:: 本文抜粋 ::
━━━━━━
05/07/12
■ セレウス菌下痢毒とBacillus thuringiensisについて
【質問】
 はじめての質問です。よろしくお願いします。

(1) セレウス菌下痢毒は芽胞形成期に生成されると聞きましたが, 32℃培養時の芽胞数と栄養細胞数の経時変化, その時産生される下痢毒素量に関する文献はございますか???

 また, 使用する培地・菌液を添加する食品や培養温度によって産生される毒素量も異なるのでしょうか???

(2) 逆受身ラテックス凝集反応による毒素検出検査の留意事項に, BHI培地・32℃で20時間を越えると毒素が検出されない場合があると書かれています。プラス (陽性) がマイナス (陰性) になるのは何故でしょうか。

(3) セレウス菌と生化学性状・NGKG培地上での生育状況がまったく同一といわれるBacillus thuringiensisの結晶体毒素は, 「食品衛生検査指針」微生物編 (1992年版) に記載されている方法では“確認が難しい”と聞いています。セレウス菌との確実な鑑別法はないのでしょうか。またこの菌種名は何と読めばよいのでしょうか???

【回答】
(1) セレウス菌下痢毒量に関する文献は, 例えば[Haggblom, M.M. et al. Quantitative analysis of cereulide, the emetic toxin of Bacillus cereus, produced under various conditions. Appl. Environ. Microbiol., 68 (5), 2479〜2483, 2002]があります。
━━━━━━
:: データ ::
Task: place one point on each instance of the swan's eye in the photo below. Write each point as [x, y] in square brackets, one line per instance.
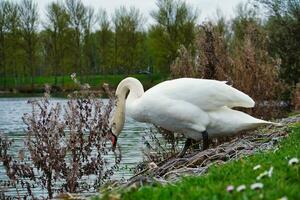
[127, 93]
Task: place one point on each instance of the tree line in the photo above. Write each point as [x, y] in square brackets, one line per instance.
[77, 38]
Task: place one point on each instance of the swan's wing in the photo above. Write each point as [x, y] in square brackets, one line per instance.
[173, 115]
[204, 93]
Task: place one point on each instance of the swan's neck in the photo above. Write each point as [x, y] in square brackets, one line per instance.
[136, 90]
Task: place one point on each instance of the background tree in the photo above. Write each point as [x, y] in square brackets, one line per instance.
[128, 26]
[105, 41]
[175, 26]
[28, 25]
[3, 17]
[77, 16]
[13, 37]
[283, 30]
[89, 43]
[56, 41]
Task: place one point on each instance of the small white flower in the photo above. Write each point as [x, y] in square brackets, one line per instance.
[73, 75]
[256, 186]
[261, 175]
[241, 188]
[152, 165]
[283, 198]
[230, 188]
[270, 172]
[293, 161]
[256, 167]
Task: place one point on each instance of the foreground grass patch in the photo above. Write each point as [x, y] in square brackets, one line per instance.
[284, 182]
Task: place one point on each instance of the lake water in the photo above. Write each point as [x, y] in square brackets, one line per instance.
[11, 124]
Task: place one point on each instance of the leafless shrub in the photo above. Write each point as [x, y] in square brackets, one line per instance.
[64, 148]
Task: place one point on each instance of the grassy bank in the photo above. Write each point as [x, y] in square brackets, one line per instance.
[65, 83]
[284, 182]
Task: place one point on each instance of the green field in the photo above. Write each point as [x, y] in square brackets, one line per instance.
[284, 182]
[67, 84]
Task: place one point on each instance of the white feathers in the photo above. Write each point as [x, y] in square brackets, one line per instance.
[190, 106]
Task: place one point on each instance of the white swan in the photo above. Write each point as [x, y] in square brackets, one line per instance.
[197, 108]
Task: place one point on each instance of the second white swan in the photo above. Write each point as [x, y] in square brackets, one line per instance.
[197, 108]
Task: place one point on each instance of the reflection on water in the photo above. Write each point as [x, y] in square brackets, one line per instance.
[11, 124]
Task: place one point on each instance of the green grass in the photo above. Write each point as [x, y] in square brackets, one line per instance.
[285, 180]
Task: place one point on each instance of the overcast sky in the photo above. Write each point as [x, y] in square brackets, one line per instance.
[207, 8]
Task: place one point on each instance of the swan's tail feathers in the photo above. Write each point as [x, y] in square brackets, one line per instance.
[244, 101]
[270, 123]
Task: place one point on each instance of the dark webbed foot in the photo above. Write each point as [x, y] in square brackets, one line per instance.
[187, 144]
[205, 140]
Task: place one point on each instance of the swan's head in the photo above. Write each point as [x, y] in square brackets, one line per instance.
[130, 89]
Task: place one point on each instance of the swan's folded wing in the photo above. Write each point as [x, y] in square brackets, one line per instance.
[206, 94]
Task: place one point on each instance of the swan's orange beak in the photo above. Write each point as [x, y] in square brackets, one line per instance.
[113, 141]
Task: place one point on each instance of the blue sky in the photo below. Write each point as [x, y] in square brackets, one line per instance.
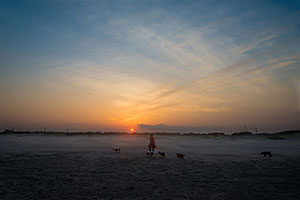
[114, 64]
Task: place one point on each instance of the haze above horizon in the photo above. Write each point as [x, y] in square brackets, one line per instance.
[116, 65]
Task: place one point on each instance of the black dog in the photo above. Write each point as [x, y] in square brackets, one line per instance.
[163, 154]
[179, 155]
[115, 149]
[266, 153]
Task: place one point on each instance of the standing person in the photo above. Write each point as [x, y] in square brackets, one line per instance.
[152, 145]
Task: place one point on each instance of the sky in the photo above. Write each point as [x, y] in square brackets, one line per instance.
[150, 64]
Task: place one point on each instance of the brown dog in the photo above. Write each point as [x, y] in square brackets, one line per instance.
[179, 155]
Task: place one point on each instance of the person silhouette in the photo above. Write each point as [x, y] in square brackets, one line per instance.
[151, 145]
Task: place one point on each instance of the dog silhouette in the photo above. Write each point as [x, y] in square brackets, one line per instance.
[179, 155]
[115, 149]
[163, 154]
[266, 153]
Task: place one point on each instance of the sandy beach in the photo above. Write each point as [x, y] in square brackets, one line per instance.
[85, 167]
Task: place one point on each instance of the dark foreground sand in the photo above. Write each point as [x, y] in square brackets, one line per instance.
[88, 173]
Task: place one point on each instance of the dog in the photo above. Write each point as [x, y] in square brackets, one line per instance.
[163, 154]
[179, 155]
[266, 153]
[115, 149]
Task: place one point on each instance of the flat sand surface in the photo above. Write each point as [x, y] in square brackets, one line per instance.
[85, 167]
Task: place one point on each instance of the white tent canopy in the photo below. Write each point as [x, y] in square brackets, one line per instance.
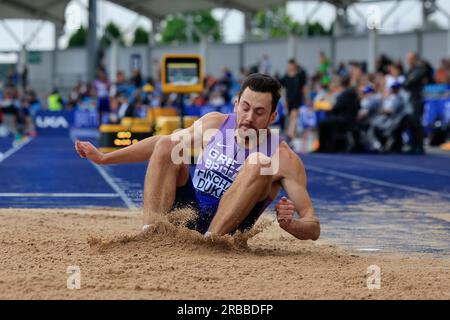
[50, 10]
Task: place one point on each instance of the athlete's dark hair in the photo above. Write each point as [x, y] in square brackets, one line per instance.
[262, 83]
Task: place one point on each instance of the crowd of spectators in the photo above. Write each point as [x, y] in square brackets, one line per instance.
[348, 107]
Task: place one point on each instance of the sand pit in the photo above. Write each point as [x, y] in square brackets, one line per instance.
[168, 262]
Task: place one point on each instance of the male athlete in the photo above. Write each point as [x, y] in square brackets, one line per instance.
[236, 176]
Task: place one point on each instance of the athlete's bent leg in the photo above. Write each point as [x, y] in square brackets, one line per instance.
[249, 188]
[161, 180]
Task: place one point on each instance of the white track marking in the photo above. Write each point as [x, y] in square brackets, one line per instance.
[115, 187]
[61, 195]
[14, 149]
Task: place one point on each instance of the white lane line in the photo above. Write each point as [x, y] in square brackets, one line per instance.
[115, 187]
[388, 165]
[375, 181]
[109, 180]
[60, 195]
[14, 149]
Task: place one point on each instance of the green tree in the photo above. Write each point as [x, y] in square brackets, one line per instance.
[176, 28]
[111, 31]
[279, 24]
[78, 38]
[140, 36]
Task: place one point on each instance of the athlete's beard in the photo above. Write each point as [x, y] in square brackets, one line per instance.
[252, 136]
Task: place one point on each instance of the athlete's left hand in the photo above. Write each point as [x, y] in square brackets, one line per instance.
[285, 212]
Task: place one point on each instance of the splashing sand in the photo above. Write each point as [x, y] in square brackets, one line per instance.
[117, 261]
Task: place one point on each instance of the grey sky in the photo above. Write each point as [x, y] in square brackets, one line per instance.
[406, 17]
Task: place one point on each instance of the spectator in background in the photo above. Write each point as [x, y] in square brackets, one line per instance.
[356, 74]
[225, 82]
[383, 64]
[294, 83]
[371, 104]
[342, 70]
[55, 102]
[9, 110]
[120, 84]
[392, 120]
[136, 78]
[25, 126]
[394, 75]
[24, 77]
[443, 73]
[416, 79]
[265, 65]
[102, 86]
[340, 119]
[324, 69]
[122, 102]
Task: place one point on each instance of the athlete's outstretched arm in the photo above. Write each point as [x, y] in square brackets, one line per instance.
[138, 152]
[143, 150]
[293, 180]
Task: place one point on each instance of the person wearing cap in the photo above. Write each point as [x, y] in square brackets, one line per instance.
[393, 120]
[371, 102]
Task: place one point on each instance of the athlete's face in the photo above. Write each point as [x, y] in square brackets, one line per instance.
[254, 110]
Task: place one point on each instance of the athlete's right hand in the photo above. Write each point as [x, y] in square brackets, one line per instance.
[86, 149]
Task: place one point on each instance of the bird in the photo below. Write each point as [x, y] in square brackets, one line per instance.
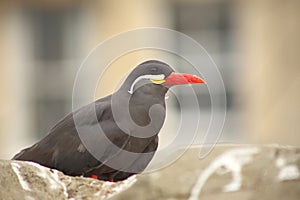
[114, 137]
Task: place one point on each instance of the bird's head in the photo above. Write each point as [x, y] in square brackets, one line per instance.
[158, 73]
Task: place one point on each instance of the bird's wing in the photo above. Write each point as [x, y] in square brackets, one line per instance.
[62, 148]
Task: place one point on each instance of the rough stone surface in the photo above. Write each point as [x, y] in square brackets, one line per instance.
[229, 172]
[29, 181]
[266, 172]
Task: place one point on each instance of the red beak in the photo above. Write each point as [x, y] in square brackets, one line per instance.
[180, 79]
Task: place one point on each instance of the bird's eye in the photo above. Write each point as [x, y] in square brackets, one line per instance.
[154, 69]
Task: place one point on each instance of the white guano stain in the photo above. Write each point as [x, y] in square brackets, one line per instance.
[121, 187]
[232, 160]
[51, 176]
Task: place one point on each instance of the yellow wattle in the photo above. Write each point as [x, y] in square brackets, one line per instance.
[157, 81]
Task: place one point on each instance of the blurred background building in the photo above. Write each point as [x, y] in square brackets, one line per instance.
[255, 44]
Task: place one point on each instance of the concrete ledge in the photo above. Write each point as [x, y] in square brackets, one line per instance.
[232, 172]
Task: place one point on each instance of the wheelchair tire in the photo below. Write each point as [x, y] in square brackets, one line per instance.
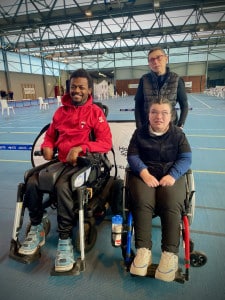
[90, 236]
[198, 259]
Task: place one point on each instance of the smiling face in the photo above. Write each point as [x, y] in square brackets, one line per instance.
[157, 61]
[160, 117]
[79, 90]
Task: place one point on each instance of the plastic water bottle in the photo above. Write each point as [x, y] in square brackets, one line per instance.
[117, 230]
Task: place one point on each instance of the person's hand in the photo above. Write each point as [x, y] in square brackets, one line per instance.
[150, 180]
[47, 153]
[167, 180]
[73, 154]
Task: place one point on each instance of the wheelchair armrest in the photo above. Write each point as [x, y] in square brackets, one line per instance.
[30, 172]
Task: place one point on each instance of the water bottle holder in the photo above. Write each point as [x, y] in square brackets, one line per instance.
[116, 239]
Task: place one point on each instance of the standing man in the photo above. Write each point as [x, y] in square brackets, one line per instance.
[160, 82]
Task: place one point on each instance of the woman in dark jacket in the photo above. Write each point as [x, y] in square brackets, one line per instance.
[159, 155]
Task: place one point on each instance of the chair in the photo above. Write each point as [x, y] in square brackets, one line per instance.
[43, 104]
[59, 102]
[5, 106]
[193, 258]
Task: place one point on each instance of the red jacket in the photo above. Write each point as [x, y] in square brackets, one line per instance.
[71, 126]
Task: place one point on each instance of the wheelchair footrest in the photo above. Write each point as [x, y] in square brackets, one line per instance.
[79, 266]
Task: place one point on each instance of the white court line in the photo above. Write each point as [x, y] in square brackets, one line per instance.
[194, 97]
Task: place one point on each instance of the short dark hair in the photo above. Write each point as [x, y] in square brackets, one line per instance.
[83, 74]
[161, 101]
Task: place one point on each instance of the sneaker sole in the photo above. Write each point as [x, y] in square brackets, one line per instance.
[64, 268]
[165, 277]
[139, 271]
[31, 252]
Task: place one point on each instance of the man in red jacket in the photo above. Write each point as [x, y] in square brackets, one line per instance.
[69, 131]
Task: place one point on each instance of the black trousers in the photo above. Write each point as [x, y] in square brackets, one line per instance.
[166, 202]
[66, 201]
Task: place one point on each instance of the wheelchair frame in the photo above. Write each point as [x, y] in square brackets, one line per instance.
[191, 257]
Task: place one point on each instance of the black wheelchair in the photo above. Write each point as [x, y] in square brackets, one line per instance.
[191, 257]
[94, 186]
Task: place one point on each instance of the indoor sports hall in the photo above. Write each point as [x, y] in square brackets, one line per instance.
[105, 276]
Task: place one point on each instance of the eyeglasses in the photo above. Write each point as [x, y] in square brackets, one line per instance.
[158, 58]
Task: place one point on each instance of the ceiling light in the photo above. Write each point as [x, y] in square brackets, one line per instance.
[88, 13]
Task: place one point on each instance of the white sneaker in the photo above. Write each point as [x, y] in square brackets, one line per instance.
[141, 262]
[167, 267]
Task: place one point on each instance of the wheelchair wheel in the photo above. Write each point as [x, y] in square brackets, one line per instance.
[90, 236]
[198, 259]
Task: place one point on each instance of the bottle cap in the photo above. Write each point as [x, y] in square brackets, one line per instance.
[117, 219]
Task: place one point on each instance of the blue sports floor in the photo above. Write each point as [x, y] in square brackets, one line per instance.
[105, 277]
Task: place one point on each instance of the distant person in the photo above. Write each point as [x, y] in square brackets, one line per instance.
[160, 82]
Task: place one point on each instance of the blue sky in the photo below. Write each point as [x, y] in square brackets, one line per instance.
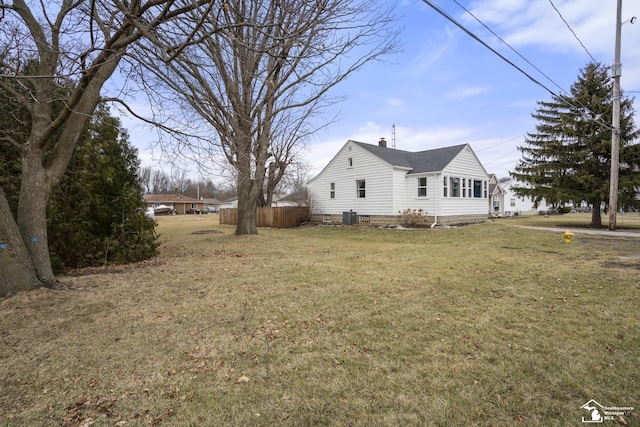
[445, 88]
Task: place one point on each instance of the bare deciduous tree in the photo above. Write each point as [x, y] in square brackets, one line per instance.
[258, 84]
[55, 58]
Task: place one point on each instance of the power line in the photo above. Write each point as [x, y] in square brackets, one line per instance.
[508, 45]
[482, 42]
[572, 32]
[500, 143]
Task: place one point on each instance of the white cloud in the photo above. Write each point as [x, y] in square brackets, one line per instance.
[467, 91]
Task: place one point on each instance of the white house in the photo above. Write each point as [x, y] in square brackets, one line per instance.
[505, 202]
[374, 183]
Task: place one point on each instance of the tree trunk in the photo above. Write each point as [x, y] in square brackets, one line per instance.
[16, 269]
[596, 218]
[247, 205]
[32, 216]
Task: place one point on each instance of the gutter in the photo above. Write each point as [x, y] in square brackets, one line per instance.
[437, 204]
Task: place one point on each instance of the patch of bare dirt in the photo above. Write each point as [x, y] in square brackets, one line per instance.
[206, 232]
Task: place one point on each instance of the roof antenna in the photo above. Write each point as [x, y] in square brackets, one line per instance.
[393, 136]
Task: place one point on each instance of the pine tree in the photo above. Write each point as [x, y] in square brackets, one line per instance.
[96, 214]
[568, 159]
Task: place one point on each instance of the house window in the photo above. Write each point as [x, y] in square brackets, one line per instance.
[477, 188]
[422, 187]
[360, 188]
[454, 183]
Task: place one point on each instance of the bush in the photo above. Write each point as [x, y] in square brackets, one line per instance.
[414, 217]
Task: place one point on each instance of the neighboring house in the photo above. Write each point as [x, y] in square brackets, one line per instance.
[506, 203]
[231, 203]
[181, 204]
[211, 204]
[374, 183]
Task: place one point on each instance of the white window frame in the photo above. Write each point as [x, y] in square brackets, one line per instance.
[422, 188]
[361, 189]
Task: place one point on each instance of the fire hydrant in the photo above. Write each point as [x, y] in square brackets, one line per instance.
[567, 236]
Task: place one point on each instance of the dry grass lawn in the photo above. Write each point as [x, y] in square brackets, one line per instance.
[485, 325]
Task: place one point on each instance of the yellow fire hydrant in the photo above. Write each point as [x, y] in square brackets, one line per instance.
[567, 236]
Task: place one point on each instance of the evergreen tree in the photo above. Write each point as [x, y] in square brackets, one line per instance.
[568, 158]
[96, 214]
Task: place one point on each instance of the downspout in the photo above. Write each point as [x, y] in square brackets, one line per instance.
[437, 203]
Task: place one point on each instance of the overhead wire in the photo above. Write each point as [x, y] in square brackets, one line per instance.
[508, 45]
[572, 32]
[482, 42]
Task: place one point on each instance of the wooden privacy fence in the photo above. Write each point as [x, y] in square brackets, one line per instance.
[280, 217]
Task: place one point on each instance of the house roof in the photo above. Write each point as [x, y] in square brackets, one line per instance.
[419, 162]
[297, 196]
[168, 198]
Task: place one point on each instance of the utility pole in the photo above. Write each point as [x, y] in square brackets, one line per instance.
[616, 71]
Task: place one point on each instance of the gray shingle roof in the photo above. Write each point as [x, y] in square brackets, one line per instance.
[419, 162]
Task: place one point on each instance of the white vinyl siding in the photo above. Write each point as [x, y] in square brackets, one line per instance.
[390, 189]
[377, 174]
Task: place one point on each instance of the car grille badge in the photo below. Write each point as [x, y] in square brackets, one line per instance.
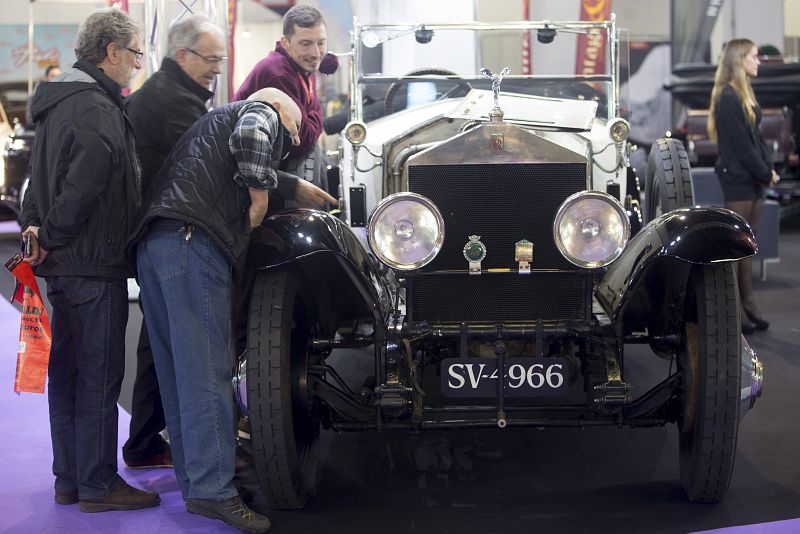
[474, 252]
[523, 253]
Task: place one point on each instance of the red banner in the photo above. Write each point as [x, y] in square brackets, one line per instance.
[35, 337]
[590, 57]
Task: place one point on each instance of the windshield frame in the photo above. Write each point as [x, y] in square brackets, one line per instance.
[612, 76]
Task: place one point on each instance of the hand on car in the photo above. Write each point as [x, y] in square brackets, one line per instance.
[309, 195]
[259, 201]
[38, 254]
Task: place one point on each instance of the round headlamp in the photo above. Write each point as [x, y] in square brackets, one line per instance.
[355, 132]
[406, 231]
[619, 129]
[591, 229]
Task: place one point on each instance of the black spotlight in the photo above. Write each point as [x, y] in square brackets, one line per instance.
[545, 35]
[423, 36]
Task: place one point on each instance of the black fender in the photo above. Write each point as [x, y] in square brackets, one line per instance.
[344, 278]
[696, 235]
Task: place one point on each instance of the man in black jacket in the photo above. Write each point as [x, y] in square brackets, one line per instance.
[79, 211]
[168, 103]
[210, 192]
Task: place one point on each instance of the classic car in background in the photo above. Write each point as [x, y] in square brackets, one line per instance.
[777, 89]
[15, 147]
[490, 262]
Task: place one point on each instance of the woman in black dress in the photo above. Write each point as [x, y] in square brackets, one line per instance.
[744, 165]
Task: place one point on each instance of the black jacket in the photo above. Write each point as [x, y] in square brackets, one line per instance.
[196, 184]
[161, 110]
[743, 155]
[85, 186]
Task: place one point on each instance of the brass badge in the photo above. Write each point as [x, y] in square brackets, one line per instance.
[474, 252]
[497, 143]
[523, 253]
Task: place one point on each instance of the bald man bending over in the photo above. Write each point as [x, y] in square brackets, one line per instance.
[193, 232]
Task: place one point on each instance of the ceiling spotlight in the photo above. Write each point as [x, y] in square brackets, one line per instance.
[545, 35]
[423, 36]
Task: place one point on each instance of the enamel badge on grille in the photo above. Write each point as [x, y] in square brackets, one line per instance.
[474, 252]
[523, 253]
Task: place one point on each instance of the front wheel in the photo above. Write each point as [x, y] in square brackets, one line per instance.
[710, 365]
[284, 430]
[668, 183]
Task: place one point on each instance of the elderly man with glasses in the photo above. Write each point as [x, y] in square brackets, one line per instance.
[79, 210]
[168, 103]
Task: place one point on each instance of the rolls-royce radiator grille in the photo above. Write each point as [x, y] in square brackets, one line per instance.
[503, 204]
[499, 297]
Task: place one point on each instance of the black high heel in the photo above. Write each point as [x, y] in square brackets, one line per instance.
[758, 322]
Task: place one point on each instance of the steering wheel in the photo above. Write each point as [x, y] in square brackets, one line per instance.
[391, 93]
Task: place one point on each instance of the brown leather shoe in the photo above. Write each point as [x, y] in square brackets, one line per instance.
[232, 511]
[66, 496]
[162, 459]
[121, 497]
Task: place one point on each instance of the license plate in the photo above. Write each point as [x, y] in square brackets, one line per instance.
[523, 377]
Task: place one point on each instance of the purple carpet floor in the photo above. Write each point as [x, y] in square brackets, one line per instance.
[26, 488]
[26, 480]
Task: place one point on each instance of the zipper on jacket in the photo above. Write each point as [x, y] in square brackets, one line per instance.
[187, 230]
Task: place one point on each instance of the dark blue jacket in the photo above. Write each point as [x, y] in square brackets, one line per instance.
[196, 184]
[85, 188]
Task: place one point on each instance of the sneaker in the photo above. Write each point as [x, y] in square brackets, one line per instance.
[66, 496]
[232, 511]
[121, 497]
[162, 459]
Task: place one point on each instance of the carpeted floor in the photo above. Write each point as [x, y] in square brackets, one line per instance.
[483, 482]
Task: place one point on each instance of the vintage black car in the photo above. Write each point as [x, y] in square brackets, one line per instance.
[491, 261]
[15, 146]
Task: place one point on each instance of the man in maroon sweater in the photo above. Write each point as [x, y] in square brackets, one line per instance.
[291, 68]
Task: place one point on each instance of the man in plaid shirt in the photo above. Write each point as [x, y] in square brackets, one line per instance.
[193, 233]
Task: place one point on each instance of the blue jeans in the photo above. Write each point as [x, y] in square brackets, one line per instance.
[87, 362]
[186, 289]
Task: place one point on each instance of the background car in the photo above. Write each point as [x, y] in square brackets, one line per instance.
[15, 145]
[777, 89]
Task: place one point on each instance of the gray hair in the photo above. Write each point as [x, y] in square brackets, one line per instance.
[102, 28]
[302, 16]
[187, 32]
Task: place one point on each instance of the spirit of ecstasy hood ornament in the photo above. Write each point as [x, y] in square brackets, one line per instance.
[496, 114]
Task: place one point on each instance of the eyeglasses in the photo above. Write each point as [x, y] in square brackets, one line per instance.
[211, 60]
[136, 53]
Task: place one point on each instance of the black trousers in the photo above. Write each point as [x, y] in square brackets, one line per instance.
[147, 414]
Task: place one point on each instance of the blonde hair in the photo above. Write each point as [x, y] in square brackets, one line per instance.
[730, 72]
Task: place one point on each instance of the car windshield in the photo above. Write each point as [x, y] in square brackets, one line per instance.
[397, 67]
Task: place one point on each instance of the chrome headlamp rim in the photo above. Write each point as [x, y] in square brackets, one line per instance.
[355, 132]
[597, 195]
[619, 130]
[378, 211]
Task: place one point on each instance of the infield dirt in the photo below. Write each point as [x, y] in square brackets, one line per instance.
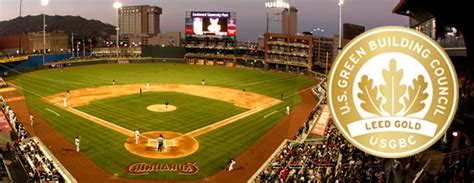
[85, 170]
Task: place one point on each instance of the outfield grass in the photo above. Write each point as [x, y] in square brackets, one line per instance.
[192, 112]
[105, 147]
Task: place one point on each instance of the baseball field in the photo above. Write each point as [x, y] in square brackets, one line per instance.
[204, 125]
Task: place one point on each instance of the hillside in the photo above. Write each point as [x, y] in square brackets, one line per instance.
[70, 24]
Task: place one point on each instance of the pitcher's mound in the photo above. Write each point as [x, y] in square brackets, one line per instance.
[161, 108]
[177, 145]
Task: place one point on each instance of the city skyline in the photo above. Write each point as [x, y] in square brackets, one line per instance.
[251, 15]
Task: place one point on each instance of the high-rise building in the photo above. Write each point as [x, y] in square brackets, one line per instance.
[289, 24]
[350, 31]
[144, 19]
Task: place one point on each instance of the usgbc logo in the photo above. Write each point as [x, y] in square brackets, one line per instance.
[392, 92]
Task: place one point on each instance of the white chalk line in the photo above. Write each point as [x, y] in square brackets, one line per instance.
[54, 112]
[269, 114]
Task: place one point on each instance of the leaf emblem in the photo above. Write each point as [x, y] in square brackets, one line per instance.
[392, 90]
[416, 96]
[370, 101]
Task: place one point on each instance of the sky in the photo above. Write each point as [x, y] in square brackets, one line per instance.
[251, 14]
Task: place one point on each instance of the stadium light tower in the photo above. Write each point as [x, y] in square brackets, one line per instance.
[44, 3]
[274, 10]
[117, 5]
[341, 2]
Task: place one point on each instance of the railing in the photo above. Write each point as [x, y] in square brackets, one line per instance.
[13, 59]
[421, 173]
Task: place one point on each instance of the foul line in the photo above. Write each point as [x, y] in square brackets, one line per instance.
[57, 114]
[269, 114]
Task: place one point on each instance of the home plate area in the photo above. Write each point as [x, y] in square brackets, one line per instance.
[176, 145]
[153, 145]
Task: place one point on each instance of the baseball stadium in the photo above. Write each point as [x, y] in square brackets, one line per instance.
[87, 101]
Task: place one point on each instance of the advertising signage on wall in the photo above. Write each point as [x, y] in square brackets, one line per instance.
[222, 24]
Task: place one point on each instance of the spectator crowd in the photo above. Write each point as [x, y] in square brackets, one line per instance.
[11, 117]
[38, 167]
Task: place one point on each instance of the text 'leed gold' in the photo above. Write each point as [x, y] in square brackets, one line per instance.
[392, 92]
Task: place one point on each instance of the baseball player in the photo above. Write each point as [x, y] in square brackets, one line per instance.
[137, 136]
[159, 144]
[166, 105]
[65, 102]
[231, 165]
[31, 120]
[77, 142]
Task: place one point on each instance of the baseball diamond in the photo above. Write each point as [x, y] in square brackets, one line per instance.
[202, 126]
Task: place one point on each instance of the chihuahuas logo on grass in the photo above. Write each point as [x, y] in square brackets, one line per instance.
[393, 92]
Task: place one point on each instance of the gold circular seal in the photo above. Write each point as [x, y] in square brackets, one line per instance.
━━━━━━
:: 作業内容 ::
1. セレウス菌の問答から、「また, 使用する培地・菌液を」を含む語句で始まり「(5), 2479〜2483, 2002]があります。」の後で終わる部分を、そのまま書き出してください。
2. セレウス菌の問答にある次の一文を英語に訳してください:「プラス (陽性) がマイナス (陰性) になるのは何故でしょうか。」
3. セレウス菌の問答を、最後の文の後から書き継いでください。
ここでは資料は使いません。

:: 各項目の解答 ::
1.
また, 使用する培地・菌液を添加する食品や培養温度によって産生される毒素量も異なるのでしょうか???

(2) 逆受身ラテックス凝集反応による毒素検出検査の留意事項に, BHI培地・32℃で20時間を越えると毒素が検出されない場合があると書かれています。プラス (陽性) がマイナス (陰性) になるのは何故でしょうか。

(3) セレウス菌と生化学性状・NGKG培地上での生育状況がまったく同一といわれるBacillus thuringiensisの結晶体毒素は, 「食品衛生検査指針」微生物編 (1992年版) に記載されている方法では“確認が難しい”と聞いています。セレウス菌との確実な鑑別法はないのでしょうか。またこの菌種名は何と読めばよいのでしょうか???

【回答】
(1) セレウス菌下痢毒量に関する文献は, 例えば[Haggblom, M.M. et al. Quantitative analysis of cereulide, the emetic toxin of Bacillus cereus, produced under various conditions. Appl. Environ. Microbiol., 68 (5), 2479〜2483, 2002]があります。

2. Why does a plus (positive) result turn into a minus (negative) one?

3.
使用する培地・菌液を添加する食品や培養温度によって産生される毒素量も異なります。次の文献を参考にしてください。[Agata, N., et al. Growth conditions of and emetic toxin production by Bacillus cereus in a defined medium with amino acids. Microbiol. Immunol., 43 (1): 15〜18, 1999]や[Ultee, A., and Smid, E.J. Influence of carvacrol on growth and toxin production by Bacillus cereus. Int. J. Food Microbiol. 64 (3): 373〜378, 2001]。

(2) 一般的に, 培養によるセレウスのエンテロトキシン産生のピ_クは10時間前後で, 20時間を越えるとセレウスの酵素によりエンテロトキシンが分解され始めるためだと考えられます。逆受身ラテックス凝集反応による毒素検出キットを製造している会社に直接問い合わせることをお勧めします。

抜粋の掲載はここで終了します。